*** Begin section ***

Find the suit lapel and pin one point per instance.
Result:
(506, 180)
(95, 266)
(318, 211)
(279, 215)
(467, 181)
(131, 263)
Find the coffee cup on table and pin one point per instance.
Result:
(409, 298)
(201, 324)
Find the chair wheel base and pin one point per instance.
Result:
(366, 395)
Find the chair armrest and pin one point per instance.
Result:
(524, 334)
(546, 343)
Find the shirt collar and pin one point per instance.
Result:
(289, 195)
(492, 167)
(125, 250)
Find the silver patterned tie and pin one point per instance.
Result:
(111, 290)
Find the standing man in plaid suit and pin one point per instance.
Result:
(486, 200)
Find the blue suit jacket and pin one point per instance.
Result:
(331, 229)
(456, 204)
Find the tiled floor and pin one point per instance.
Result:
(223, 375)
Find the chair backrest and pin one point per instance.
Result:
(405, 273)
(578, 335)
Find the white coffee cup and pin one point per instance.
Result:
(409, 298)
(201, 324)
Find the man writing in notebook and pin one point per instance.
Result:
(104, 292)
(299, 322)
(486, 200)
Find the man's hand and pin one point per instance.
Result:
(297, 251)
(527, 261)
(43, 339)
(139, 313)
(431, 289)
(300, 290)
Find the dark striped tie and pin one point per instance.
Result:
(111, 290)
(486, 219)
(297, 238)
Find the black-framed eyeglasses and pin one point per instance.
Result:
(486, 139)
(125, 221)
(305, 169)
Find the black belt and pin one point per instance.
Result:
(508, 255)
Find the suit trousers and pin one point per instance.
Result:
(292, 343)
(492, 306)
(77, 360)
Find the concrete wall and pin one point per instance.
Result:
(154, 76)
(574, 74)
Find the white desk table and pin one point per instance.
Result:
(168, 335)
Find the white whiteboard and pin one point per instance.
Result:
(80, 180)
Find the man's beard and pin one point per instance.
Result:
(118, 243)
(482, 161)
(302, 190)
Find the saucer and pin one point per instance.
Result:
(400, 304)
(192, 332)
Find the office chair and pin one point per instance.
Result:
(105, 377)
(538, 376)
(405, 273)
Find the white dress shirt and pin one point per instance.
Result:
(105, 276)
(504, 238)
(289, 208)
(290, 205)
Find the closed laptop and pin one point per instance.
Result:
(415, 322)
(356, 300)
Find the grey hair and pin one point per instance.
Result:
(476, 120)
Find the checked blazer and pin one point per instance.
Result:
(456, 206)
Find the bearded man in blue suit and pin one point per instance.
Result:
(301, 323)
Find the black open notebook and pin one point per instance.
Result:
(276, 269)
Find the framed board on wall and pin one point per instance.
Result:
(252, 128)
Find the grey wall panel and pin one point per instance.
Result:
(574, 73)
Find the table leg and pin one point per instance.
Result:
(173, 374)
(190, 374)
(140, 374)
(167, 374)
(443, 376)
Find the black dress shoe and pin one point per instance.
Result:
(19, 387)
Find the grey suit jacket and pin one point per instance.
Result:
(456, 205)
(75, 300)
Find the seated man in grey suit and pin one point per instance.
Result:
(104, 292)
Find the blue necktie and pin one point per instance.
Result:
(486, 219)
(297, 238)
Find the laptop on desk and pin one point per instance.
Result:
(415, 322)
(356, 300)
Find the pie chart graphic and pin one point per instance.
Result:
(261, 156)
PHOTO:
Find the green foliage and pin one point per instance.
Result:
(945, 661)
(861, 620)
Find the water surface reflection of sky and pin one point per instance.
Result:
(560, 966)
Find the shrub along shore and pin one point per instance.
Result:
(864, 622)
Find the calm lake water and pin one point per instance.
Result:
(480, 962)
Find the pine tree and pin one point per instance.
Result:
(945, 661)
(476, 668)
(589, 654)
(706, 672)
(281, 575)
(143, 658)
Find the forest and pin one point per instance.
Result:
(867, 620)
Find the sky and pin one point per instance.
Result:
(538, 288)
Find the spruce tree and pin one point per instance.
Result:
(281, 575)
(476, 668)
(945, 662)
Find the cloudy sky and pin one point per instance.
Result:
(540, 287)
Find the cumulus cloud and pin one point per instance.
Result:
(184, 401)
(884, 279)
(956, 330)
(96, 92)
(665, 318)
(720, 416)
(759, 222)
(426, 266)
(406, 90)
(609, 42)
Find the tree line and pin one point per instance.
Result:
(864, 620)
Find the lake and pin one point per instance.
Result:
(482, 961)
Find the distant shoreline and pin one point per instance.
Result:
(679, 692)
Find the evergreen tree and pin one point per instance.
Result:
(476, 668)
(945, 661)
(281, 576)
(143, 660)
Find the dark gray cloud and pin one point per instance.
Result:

*** End section ***

**Exercise directions:** A verbatim version of the complete listing above is to be returned.

**Answer to this task:**
Find the suit lapel and pin one point per instance.
Result:
(506, 180)
(95, 266)
(318, 211)
(279, 215)
(467, 181)
(131, 263)
Find the coffee cup on table and pin one point per instance.
Result:
(409, 298)
(201, 324)
Find the chair wheel base and pin one point per instance.
Result:
(366, 395)
Find the chair armrest and pin one point per instance.
Result:
(524, 334)
(546, 343)
Find the shirt collar and pin one point per instance.
Result:
(289, 195)
(492, 167)
(125, 250)
Find the silver patterned tie and pin one point per instance.
Result:
(111, 290)
Find the standing man in plaid suit and pin one point per instance.
Result:
(486, 200)
Find the blue suit jacket and pin one point per instance.
Result:
(331, 229)
(456, 204)
Find the tiled floor and pin one point per instance.
Result:
(223, 375)
Find the chair backrest and pin one point per instance.
Result:
(405, 273)
(578, 335)
Find the white coffee cup and pin one point per instance.
Result:
(409, 298)
(201, 324)
Find the man writing in notebook and pin one point per instance.
Result:
(104, 292)
(299, 322)
(486, 200)
Find the man's hand and pin one point per instance.
Result:
(297, 251)
(527, 261)
(43, 339)
(139, 313)
(431, 289)
(300, 290)
Find the dark striped tie and pin one point per instance.
Result:
(111, 290)
(486, 219)
(297, 238)
Find the black-framed eyeglasses and pin one point per instance.
Result:
(486, 139)
(125, 221)
(305, 169)
Find the black belt and pin one point per instance.
Result:
(508, 255)
Find the suit trousers and pin one point per instance.
Result:
(292, 343)
(492, 306)
(77, 360)
Find the concrete wall and pin one point per instance.
Result:
(154, 76)
(574, 74)
Find the white desk table and pin one point per instance.
Result:
(168, 335)
Find the white whiteboard and pin one point per instance.
Result:
(80, 180)
Find the man's beard and pin one point per instance.
Result:
(118, 243)
(482, 161)
(302, 190)
Find the saucer and pin one point per instance.
Result:
(400, 304)
(192, 332)
Find the office chair and pin one point per instance.
Result:
(105, 377)
(538, 376)
(405, 273)
Find the white dress shirt and pin one point per instance.
Result:
(105, 276)
(504, 238)
(289, 208)
(290, 205)
Find the closed laptop and pin one point per instance.
Result:
(415, 322)
(356, 300)
Find the grey hair and pin one point per instance.
Result:
(476, 120)
Find the checked blazer and pin one point per instance.
Result:
(456, 206)
Find the bearded man in blue suit and pin one point per instance.
Result:
(301, 323)
Find the black open notebook and pin one point per instance.
Result:
(276, 269)
Find the framed board on wall and pin one point per instance.
Result:
(252, 128)
Find the grey wall panel and pin one point per instance.
Result:
(574, 73)
Find the table leg and pin one point per instance.
Result:
(173, 374)
(190, 374)
(140, 374)
(167, 374)
(443, 376)
Find the black dress shoe and pin one point per instance.
Result:
(19, 387)
Find the grey suit jacket and pin one point per instance.
Result:
(456, 205)
(75, 300)
Find the seated man in grey suit and pin one point per instance.
Result:
(104, 292)
Find the blue necktie and pin one point per instance.
Result:
(486, 219)
(297, 238)
Find the laptop on desk and pin one point per instance.
Result:
(415, 322)
(356, 300)
Find the pie chart graphic and pin one point per instance.
Result:
(261, 156)
PHOTO:
Find the green foliage and pin one point per instance.
Result:
(945, 661)
(861, 620)
Find the water surface reflection of sky and pin one point per instance.
Result:
(560, 966)
Find the shrub along shore and pin one point per instance.
Result:
(864, 622)
Find the calm lake water and pin one point per instance.
Result:
(480, 962)
Find the pine tree and pin one point per instance.
Result:
(945, 661)
(476, 668)
(589, 654)
(706, 672)
(281, 575)
(143, 658)
Find the forest and pin one point per instance.
Result:
(867, 620)
Find the sky and pin one point per instance.
Result:
(538, 288)
Find the spruce tree and pin one point per instance.
Result:
(281, 575)
(476, 668)
(945, 662)
Find the cloudy sky and pin one point per instance.
Result:
(540, 287)
Find the cumulus cloud and pin one point per instance.
Result:
(184, 401)
(884, 279)
(956, 330)
(96, 92)
(665, 318)
(720, 416)
(759, 222)
(426, 266)
(406, 90)
(609, 42)
Find the tree line and pin one point per instance.
Result:
(864, 620)
Find the lake and pin one point per instance.
Result:
(482, 961)
Find the distant shoreline and pin one point per instance.
Result:
(679, 692)
Find the evergreen tree and pin one point per instance.
Result:
(476, 668)
(945, 661)
(281, 576)
(143, 660)
Find the dark gray cloud and pin one point per instance.
Result:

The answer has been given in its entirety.